- **What needs to be done**
Report back every line from the entries below in which the word "windshield" occurs.
====== Supplied information ======
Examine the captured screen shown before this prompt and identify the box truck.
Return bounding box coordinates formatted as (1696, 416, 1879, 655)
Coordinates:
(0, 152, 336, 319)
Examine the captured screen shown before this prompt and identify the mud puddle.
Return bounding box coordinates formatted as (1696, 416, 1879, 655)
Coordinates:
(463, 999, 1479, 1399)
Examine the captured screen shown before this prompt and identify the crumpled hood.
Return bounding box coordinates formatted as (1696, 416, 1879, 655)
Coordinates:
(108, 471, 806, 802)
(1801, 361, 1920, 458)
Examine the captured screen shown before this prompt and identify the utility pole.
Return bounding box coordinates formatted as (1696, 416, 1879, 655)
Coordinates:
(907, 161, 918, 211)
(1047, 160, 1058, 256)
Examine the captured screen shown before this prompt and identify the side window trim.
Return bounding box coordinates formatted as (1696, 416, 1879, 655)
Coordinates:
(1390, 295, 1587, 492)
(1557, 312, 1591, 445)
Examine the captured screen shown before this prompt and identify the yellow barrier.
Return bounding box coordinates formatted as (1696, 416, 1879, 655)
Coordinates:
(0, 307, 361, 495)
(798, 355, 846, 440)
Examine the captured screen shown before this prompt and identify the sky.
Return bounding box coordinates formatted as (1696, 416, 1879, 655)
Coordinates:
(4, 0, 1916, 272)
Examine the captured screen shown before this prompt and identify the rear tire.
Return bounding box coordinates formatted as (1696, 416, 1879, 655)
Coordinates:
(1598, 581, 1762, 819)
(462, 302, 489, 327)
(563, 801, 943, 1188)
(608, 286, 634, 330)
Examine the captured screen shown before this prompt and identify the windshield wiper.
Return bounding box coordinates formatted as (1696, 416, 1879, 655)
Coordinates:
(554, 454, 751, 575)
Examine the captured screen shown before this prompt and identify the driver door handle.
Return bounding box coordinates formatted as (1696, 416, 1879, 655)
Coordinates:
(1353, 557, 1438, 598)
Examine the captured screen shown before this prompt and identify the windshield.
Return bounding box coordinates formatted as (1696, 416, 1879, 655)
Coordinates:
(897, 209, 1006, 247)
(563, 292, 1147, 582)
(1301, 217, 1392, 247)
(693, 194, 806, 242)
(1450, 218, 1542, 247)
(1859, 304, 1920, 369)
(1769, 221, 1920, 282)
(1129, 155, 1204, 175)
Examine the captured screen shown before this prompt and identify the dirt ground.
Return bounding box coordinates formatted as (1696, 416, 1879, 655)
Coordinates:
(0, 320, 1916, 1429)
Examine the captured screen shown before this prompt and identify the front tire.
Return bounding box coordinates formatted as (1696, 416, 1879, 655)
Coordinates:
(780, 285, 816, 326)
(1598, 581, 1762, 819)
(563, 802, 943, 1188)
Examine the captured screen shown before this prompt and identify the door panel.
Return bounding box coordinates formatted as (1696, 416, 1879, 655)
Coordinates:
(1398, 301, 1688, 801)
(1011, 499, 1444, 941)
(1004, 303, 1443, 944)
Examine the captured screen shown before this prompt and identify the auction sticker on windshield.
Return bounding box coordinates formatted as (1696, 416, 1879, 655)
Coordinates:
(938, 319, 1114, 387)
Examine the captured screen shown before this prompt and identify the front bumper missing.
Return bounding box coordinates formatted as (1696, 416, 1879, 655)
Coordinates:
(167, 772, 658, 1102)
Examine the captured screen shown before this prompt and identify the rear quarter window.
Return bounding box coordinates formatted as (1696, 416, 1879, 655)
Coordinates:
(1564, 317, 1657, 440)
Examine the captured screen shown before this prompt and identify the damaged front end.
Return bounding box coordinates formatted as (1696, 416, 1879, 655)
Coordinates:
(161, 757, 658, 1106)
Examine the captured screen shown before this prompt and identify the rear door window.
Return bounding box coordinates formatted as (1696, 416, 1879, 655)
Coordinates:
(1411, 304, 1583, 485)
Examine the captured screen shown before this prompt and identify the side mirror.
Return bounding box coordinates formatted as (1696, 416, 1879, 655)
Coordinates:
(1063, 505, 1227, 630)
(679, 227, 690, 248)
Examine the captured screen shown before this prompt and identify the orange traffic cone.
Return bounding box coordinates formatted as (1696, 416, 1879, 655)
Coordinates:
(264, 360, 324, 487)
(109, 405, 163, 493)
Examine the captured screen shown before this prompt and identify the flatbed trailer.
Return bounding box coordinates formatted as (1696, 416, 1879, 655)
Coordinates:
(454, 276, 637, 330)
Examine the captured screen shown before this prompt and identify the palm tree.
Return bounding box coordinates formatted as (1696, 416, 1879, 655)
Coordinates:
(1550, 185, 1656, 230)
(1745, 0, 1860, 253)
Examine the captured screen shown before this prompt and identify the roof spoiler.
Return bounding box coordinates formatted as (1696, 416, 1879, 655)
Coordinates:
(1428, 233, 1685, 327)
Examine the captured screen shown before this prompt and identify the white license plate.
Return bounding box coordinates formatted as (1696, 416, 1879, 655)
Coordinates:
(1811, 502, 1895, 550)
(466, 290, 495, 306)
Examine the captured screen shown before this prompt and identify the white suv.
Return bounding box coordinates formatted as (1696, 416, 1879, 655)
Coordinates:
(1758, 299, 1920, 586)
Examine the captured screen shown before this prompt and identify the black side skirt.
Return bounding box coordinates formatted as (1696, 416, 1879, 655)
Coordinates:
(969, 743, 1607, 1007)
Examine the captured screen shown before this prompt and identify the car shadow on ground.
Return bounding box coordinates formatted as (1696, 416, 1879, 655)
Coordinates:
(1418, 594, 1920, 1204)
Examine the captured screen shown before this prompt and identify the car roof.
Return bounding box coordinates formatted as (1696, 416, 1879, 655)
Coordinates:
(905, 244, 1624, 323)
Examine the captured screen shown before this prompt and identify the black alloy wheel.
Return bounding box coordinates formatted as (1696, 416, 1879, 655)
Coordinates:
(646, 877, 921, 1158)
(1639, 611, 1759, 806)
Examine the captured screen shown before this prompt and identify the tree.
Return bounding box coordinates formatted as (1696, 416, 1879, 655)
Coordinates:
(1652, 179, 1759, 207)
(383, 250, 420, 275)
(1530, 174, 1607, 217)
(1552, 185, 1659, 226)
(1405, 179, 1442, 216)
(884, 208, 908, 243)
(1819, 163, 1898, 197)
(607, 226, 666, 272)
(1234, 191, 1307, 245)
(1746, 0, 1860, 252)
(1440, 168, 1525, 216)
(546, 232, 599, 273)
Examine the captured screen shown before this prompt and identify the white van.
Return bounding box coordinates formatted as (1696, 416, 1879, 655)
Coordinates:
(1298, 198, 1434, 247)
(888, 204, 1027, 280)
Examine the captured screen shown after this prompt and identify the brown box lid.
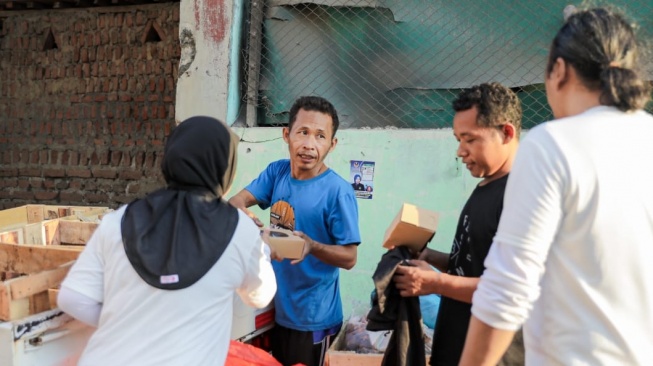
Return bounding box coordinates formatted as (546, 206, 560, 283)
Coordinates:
(382, 203, 439, 252)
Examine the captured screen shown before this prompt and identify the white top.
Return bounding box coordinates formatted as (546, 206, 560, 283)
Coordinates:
(60, 206, 276, 366)
(472, 106, 653, 365)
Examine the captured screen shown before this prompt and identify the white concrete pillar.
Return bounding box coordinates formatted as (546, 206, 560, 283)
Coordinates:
(175, 0, 234, 123)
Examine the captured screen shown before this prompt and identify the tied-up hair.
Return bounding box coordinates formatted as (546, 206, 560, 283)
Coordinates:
(547, 7, 651, 112)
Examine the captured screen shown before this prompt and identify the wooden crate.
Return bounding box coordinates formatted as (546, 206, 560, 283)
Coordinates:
(0, 205, 107, 321)
(23, 219, 100, 246)
(0, 206, 109, 246)
(0, 204, 108, 231)
(48, 288, 60, 309)
(0, 243, 80, 321)
(0, 227, 23, 245)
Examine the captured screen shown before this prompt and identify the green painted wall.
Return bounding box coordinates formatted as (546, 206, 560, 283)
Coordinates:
(229, 127, 480, 316)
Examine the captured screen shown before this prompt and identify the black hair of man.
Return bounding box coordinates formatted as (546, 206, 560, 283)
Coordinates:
(452, 82, 523, 138)
(288, 96, 340, 138)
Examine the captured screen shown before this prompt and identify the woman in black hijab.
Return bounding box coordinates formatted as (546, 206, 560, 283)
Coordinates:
(122, 115, 241, 289)
(58, 117, 276, 366)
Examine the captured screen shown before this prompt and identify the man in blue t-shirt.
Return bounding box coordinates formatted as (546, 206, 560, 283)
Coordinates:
(229, 96, 361, 366)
======
- **Exercise response**
Examine the captured screen shown before this prompt and identify the windshield wiper.
Examine the captured screen shown before this prompt and identify the windshield.
Examine the captured screen shown before this prompt and identify the auction sticker on windshield.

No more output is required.